=== TASK GOAL ===
Locate every line in the items below that contains the string "window" and copy each of those lines.

=== LISTING ===
▽

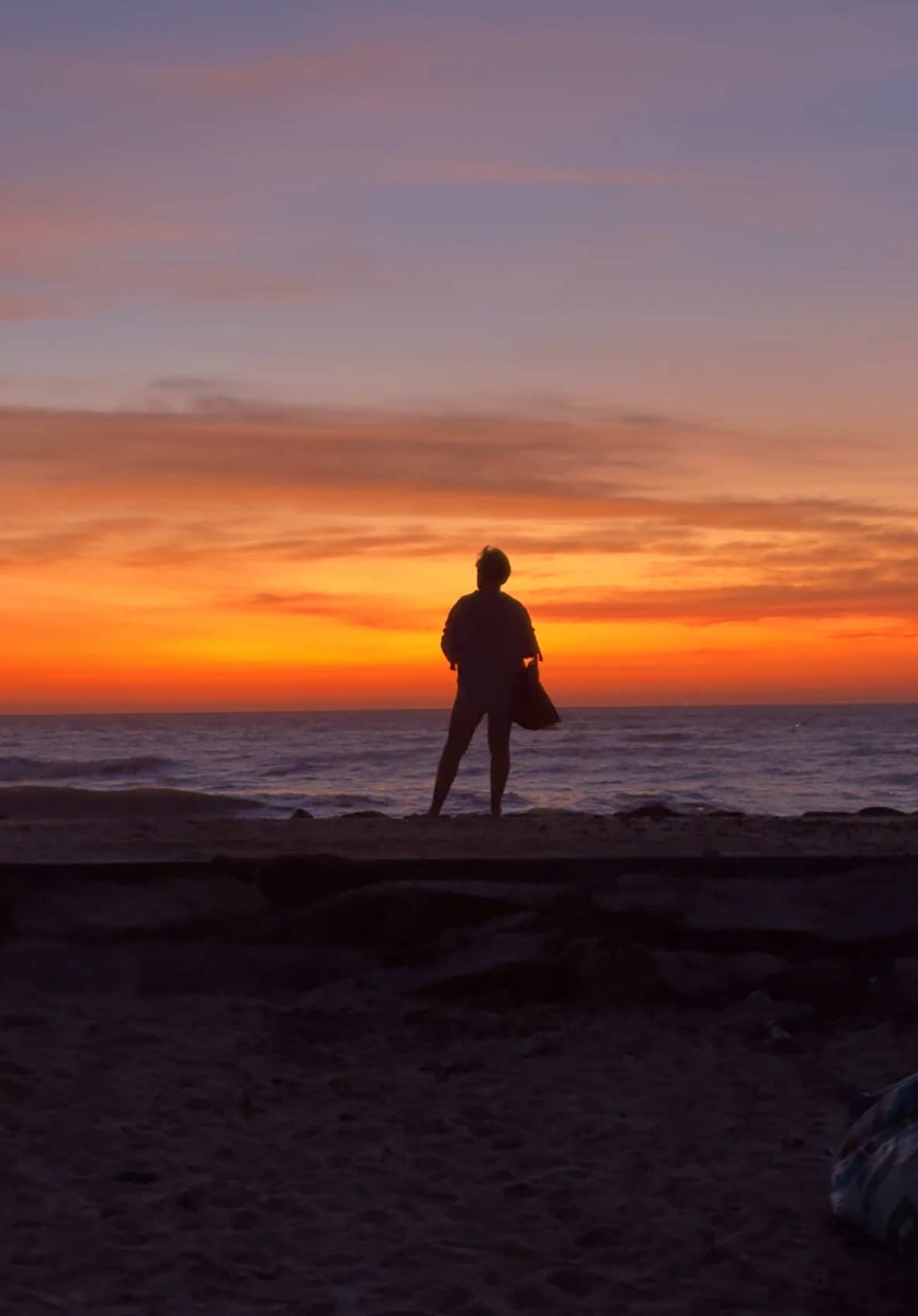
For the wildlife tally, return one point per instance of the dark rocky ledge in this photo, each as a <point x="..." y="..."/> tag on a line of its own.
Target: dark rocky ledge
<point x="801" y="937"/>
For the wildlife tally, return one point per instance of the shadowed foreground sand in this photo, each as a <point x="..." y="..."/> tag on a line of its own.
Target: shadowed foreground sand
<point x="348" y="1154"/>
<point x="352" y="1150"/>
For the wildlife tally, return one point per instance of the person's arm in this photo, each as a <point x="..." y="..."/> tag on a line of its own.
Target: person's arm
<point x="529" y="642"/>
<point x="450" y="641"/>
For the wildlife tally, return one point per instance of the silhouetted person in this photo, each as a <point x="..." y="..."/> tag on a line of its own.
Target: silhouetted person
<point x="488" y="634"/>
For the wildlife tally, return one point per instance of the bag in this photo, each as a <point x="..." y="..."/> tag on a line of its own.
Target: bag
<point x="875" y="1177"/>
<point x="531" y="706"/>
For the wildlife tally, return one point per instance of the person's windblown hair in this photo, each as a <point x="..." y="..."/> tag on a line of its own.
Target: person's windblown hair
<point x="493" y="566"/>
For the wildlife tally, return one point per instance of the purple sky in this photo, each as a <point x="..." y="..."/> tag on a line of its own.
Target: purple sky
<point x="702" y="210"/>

△
▽

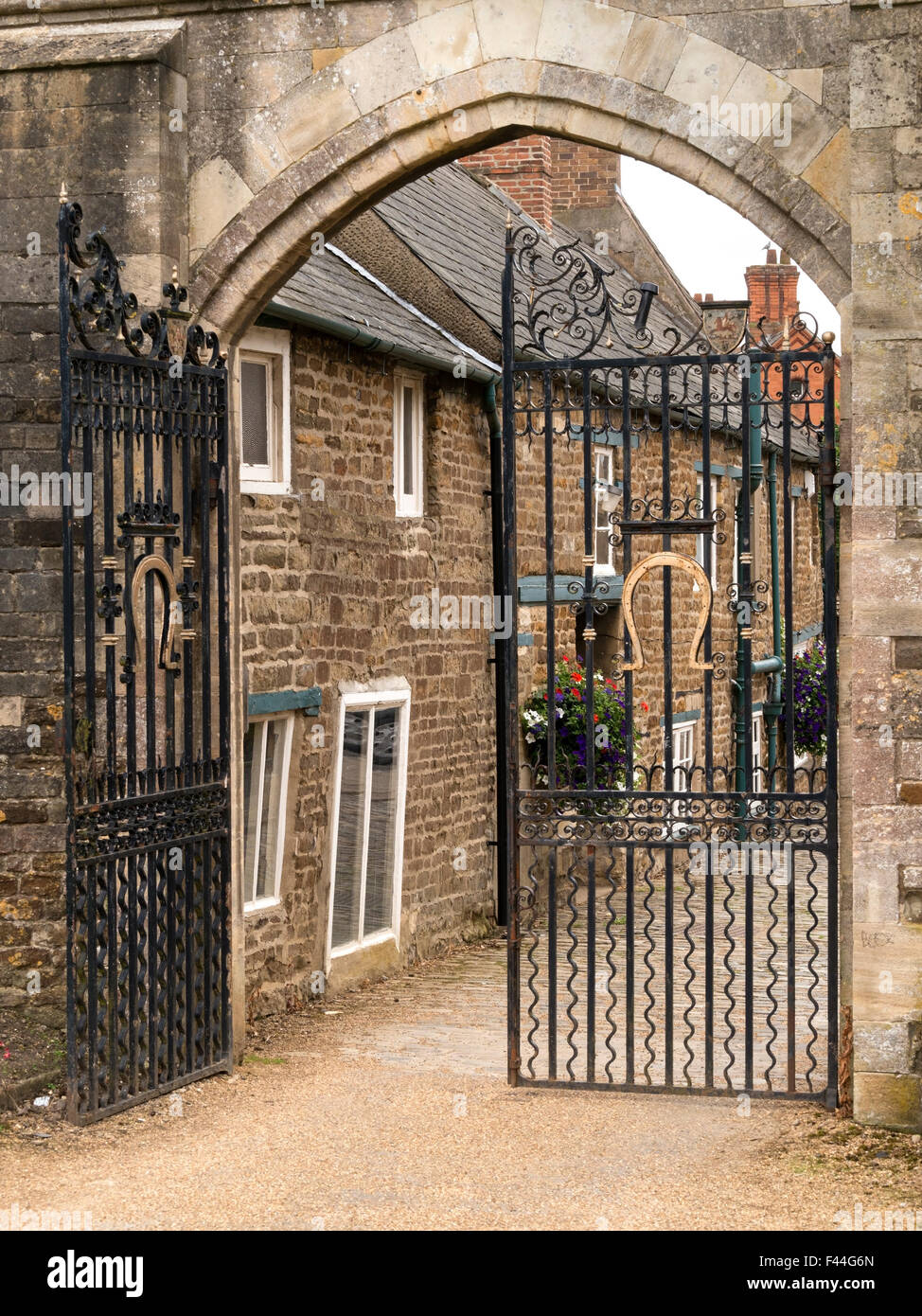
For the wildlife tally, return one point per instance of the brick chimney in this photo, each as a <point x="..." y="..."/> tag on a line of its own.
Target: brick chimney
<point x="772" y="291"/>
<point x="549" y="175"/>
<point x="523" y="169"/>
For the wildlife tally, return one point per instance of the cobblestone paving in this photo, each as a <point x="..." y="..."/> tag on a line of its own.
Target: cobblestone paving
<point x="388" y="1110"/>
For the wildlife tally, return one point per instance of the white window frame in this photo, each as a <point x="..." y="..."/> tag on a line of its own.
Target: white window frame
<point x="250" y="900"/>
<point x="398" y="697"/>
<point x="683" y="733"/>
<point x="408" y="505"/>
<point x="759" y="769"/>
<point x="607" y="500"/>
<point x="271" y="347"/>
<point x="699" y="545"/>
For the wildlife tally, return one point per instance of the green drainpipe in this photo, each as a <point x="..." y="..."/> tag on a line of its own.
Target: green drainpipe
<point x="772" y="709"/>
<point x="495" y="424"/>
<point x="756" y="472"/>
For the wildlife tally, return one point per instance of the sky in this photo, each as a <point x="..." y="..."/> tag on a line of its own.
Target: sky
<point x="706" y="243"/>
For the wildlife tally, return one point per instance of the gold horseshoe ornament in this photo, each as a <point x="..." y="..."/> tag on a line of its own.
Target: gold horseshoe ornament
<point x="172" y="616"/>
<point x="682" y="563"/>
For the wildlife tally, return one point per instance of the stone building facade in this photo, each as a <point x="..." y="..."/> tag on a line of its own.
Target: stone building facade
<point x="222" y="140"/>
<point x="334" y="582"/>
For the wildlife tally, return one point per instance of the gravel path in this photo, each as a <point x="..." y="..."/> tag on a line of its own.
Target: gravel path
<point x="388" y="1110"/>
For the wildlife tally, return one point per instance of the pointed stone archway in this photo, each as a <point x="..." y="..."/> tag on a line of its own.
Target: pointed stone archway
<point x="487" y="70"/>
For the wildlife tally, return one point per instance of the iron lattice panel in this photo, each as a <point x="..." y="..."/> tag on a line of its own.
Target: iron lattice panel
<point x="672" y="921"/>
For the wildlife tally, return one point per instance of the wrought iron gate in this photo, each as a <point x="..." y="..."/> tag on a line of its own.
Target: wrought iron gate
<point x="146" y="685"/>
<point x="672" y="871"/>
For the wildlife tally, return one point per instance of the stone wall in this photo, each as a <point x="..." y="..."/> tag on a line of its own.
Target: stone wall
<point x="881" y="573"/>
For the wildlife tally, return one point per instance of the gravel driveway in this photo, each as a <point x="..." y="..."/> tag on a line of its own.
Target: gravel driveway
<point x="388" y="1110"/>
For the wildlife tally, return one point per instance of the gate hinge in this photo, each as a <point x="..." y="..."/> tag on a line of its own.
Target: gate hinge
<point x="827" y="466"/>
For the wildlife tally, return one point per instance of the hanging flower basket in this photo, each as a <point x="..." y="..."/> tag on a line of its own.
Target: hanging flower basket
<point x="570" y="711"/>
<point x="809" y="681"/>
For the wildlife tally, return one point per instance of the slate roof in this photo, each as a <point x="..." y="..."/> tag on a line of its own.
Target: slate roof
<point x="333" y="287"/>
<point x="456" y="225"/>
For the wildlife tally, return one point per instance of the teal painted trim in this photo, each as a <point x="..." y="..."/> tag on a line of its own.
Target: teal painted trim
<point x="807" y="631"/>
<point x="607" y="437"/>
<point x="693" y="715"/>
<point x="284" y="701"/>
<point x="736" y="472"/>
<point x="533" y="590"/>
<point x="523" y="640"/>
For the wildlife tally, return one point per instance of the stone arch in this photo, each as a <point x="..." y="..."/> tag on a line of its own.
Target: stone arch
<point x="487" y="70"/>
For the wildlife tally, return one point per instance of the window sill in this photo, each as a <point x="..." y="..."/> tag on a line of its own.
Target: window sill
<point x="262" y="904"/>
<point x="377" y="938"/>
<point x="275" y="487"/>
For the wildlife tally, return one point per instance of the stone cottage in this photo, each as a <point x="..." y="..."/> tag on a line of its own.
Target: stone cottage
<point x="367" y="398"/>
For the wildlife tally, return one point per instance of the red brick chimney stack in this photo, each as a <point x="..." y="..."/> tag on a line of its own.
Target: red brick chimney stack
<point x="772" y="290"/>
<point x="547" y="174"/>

△

=== TASK ANSWER ===
For the wildlife tally, return one point per instance of the white window frame in this photo, each as a <point x="..." y="..."/> tag on a line of its own.
Target: white window frame
For the wildlife tally, return one point per instance of the window sill in this photo, each as a <point x="..." y="..."/> tag on a line of its own.
Target: window sill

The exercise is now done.